Provided records below:
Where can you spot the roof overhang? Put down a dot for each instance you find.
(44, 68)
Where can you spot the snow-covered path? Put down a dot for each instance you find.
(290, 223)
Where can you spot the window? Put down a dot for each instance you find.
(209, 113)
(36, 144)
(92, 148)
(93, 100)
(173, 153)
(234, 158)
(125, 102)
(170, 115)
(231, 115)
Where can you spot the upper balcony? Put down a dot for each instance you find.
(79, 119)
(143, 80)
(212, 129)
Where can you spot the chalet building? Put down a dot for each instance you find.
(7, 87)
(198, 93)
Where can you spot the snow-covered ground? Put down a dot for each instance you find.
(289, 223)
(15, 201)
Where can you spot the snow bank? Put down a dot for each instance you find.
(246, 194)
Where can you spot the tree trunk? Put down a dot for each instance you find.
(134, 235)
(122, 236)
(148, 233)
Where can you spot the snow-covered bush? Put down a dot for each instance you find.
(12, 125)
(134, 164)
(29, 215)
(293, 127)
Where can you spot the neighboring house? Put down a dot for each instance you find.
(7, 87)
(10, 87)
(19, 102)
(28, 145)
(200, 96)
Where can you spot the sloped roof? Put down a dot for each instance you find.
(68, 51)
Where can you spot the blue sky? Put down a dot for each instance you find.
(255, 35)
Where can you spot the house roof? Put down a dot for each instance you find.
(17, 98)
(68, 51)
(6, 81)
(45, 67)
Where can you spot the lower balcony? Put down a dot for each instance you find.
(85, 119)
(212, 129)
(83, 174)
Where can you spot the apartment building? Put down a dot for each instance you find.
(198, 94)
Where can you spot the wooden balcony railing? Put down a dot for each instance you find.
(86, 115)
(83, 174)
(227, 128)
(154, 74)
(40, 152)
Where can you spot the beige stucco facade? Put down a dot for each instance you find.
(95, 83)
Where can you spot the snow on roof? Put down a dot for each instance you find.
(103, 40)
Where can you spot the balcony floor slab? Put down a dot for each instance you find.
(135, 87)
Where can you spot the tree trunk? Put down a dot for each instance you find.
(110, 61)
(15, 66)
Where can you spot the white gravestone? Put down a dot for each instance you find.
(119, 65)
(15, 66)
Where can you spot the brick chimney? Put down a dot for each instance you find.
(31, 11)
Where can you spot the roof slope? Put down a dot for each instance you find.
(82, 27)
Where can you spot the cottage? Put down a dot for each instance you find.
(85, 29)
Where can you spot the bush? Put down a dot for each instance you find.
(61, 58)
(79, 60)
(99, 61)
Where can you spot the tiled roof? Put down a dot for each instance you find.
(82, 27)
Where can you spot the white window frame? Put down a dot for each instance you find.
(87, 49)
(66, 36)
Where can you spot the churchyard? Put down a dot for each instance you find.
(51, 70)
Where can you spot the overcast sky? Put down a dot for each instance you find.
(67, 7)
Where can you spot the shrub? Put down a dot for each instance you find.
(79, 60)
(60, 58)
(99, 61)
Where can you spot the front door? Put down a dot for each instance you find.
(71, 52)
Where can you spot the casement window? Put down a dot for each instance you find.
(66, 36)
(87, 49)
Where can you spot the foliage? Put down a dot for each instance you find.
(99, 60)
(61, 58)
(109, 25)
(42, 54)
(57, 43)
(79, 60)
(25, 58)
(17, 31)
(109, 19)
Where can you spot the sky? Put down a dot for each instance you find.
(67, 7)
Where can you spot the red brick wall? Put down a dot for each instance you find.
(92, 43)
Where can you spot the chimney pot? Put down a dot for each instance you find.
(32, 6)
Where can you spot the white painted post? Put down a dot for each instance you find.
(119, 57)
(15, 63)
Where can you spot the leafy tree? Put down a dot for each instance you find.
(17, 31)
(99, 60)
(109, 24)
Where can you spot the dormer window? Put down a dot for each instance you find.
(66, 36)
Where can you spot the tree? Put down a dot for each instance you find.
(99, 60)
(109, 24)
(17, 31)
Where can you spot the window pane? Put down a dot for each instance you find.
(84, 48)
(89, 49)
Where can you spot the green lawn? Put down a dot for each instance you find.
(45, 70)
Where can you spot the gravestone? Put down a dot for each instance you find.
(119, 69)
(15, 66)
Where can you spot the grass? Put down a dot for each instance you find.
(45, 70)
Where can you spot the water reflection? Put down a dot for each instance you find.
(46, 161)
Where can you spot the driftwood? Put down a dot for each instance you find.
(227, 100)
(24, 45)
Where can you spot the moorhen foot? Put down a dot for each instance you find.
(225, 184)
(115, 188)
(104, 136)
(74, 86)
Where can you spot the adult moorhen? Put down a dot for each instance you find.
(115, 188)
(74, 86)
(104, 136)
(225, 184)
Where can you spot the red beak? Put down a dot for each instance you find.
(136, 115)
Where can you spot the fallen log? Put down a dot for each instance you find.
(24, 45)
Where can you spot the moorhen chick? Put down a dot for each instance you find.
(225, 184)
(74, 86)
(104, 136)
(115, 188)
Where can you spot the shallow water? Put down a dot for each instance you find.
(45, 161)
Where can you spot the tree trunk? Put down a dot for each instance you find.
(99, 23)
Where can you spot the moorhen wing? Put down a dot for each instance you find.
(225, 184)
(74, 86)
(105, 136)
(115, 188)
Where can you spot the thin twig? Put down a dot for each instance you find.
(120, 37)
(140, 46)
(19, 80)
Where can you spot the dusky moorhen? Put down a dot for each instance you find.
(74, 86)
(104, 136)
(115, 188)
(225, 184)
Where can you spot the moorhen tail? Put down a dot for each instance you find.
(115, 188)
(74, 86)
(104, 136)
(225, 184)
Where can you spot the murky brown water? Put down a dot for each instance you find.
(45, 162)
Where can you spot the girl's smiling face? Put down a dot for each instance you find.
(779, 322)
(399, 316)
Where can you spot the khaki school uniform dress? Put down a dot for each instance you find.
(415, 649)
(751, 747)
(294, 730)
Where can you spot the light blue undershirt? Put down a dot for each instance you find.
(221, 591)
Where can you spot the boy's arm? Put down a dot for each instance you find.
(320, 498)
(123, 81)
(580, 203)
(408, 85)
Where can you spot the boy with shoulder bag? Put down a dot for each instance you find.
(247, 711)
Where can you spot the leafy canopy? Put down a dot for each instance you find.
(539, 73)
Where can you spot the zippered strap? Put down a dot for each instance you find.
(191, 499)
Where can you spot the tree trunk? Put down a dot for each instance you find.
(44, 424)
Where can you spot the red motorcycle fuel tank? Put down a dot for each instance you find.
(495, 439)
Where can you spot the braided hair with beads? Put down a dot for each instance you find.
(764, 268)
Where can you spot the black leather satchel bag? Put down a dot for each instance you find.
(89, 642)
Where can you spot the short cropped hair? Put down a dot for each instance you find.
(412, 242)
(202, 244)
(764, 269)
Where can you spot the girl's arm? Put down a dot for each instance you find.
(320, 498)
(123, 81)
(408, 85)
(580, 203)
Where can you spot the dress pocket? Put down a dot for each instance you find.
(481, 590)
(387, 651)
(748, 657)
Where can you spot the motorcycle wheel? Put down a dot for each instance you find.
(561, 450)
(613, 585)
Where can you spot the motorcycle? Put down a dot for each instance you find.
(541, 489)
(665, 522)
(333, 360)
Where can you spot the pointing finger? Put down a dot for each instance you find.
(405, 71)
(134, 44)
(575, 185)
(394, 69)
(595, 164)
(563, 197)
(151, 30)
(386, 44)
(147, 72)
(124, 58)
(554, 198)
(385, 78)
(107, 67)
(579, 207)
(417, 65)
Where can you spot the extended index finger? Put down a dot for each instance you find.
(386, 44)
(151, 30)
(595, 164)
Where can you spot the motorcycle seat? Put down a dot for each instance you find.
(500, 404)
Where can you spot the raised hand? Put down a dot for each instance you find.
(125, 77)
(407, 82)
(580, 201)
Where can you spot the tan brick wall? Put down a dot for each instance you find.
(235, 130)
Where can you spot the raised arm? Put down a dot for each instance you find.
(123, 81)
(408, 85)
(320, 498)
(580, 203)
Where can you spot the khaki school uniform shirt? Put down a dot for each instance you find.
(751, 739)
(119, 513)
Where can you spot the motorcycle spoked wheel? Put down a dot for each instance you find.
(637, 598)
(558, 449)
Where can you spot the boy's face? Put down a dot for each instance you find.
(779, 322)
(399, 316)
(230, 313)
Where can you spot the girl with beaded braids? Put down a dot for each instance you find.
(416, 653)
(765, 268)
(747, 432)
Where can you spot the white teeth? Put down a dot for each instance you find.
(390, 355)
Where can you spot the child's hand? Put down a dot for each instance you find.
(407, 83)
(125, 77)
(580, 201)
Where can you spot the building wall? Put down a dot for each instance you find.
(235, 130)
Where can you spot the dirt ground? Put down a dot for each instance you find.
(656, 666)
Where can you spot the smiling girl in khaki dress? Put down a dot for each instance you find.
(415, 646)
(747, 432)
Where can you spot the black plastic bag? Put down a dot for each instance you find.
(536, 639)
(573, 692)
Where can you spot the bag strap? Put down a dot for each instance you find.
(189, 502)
End of Provided records.
**What you are asked to do**
Print nothing but the lines from the one that contains "Where can you spot the girl with" to the final line of the data, both included, exactly as they read.

**Reply**
Where can you spot the girl with beaded braids? Put down a dot for each instance you find.
(416, 653)
(765, 268)
(747, 432)
Where can you spot the white teeth? Put down a dot for each instance you find.
(390, 355)
Where can you spot the child's hand? Put down a dot for each instance you find.
(407, 83)
(125, 77)
(580, 201)
Where can you spot the building wall? Put down a dot for each instance you find.
(235, 130)
Where can you spot the dirt ground? Put down a dot for each instance you find.
(656, 666)
Where can you spot the smiling girl in khaki dress? Put down a dot for each instance you find.
(415, 646)
(747, 432)
Where can you spot the black plastic bag? Put down a dot for each instance you find.
(536, 639)
(573, 692)
Where can you spot the bag strap? Put down a dot for each instance you find.
(189, 502)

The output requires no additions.